Напоследок о машинах, на которых, правда, не работал, но имел, как говориться, «самые серьезные намерения»... Немногие знают, что были такие «еэски», которые совсем даже не «еэски», в смысле – ничего общего с архитектурой IBM/360. Это – ЕС-1010 и 1012. О том, как оказались в «едином семестве» ЕС ЭВМ эти «приемные дети», ходили легенды. Ну вот, как запомнилось, так и передам – за правдивость не отвечаю... Было в Союзе нехилое такое Министерство нефтегазовой промышленности, то самое, что стало впоследствии ОАО Газпром – тоже немаленькой такой компанией. Поскольку и в давние уже семидесятые годы нефть и газ так же кормили Советский Союз (в прямом смысле – канадской пшеничкой), как кормят сейчас Россию (в лице ее некоторых, особо достойных граждан), то Миннефтегаз мог позволить себе всякие прихоти, которые не сошли бы с рук какому иному министерству... И вот как-то так получилось, что применялись на предприятиях министерства французские мини-компьютеры Mitra компании CII, которая вскоре была поглощена знаменитой Honeywell-Bull. Почему именно эти машины (а были они не хуже, но и не лучше других) – история умалчивает. Скорее всего, получили их вместе с технологическим оборудованием, освоили, привыкли, а дальше... «от добра добра не ищут». Вскоре стали выпускать клоны французских машин на заводе Videoton в Венгрии, причем, не какие-то ворованные контрафактные копии, а все честнo, по лицензии. А происходило это в самый разгар «еэсовской» пиар-компании и, чтобы все были довольны, присвоили машинкам маркировку ЕС. Ну, хоть горшком назови – не убудет...

• _СПИСОК ЗАПИСЕЙ_
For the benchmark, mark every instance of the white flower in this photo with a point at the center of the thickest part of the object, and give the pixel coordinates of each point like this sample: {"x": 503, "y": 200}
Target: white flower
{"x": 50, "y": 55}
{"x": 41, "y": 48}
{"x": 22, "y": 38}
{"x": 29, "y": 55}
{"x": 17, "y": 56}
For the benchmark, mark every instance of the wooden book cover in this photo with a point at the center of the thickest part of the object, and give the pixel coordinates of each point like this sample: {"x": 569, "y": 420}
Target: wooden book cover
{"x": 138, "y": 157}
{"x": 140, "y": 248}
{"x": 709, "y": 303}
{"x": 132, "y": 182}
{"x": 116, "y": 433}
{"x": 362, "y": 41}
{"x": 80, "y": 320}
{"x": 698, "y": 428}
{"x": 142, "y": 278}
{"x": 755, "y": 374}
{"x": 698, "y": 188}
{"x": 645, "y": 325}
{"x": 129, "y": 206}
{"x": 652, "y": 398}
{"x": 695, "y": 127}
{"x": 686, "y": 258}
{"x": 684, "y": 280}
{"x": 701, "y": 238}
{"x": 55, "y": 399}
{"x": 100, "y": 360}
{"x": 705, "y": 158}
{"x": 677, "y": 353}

• _ЗАДАНИЕ_
Назовите, пожалуйста, завод и страну, где, согласно фрагменту, начали выпускать клоны французских машин. Записи здесь не понадобятся.

• _ПРАВИЛЬНЫЙ ОТВЕТ_
Завод Videoton в Венгрии.